→ **Task directions**
Please print every line from the one containing "of the bare" through the last line of the records below, exactly as written and nothing more.

→ **Data in this exercise**
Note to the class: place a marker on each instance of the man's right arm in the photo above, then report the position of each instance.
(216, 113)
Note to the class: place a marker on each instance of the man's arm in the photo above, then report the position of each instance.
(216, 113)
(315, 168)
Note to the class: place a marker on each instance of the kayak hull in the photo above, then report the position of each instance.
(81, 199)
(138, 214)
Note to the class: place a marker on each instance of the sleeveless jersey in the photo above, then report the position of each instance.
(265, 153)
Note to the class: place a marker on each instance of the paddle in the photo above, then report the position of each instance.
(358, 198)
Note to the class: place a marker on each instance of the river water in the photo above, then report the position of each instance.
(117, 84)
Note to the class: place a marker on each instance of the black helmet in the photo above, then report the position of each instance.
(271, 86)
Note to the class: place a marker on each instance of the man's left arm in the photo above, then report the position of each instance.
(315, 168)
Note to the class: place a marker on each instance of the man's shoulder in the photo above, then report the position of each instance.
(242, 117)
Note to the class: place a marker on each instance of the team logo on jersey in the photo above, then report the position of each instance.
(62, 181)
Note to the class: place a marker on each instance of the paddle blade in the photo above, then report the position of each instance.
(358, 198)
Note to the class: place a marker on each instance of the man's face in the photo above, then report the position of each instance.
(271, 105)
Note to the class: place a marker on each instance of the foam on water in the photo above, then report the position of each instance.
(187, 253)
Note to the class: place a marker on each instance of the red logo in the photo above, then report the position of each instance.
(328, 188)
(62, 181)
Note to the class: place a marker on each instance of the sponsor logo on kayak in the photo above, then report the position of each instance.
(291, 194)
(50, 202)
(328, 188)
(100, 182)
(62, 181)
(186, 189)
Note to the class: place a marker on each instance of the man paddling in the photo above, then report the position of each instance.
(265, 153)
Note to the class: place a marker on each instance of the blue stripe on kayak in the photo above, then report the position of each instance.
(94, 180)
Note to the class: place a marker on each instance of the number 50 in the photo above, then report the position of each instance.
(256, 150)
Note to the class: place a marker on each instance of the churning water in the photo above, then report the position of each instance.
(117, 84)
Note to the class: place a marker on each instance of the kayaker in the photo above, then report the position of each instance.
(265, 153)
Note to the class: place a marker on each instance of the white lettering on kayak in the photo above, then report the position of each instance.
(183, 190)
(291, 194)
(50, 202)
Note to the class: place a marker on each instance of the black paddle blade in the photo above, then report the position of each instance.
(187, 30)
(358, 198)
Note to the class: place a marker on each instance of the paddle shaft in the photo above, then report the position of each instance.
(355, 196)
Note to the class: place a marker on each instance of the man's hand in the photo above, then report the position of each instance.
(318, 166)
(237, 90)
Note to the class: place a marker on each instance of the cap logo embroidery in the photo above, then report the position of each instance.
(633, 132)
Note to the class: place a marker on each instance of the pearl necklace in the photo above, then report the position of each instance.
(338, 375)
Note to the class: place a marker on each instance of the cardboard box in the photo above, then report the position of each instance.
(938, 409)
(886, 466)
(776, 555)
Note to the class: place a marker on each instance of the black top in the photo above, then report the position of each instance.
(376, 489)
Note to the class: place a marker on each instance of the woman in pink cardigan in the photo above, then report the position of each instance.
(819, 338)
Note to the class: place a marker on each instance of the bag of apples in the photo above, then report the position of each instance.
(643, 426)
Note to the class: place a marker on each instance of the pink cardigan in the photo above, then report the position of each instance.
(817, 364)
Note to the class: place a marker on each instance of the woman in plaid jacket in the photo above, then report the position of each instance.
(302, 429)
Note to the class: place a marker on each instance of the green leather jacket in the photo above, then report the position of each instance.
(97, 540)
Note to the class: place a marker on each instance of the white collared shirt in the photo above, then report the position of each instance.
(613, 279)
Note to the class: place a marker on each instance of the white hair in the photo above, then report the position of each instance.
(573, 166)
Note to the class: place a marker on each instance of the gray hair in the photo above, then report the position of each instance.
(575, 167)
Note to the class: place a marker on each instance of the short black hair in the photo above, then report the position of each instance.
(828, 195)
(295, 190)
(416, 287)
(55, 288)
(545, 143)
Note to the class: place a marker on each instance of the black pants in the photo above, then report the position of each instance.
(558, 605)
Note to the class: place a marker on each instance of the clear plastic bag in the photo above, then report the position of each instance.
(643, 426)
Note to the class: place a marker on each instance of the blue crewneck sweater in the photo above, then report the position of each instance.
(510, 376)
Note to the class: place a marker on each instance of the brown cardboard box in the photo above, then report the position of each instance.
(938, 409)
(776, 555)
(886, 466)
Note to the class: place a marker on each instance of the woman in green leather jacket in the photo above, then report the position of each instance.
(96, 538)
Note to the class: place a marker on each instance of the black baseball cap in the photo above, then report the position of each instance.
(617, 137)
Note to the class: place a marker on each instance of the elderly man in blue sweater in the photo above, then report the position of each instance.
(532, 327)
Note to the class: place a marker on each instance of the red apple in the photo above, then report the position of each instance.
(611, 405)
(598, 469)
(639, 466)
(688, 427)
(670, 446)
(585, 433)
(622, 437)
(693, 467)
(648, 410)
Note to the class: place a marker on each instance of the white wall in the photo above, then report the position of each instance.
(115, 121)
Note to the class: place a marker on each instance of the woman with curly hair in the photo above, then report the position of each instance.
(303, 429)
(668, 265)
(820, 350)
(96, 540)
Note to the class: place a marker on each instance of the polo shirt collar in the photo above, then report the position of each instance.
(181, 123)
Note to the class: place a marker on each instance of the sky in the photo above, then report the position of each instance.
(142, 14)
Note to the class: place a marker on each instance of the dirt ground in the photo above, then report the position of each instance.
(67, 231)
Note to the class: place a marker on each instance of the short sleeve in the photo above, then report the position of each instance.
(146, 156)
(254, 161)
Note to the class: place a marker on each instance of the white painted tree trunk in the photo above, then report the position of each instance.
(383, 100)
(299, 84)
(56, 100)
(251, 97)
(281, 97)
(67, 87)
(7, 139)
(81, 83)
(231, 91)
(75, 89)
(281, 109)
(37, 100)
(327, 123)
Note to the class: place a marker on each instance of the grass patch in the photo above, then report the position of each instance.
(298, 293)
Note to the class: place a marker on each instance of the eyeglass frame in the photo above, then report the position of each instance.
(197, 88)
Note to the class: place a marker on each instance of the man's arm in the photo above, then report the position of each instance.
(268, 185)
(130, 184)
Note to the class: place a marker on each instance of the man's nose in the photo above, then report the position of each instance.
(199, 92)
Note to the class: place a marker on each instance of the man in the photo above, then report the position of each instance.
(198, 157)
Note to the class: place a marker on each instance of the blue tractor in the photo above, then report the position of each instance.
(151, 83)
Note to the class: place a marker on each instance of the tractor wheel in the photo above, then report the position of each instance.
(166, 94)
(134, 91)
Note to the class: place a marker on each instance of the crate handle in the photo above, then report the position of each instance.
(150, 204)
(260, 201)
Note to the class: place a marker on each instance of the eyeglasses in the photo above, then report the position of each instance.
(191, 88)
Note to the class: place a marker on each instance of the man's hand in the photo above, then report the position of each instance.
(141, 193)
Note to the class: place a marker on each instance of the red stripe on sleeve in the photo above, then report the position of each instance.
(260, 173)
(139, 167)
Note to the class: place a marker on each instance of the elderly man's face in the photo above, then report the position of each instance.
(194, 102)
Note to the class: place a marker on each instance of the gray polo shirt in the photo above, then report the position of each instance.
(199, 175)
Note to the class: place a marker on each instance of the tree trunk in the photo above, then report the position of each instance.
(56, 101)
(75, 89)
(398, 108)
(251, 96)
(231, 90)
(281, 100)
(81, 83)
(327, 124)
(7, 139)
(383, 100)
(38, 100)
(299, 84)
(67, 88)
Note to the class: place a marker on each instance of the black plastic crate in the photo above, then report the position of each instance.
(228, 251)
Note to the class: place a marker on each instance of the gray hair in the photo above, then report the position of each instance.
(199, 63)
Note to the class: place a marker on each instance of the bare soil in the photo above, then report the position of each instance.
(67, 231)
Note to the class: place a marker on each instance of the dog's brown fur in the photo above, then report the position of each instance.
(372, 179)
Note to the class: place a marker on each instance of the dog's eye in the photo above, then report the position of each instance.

→ **Final result**
Note to the class: place a marker on each instance of the bare soil in the photo above, then report the position of each instance.
(67, 231)
Note to the class: place a marker on each instance of the dog's brown fur in the photo above, then report the position of each instance.
(372, 179)
Note to the class: place a marker on each instance of the dog's eye in the photo above, then report the position of each instance.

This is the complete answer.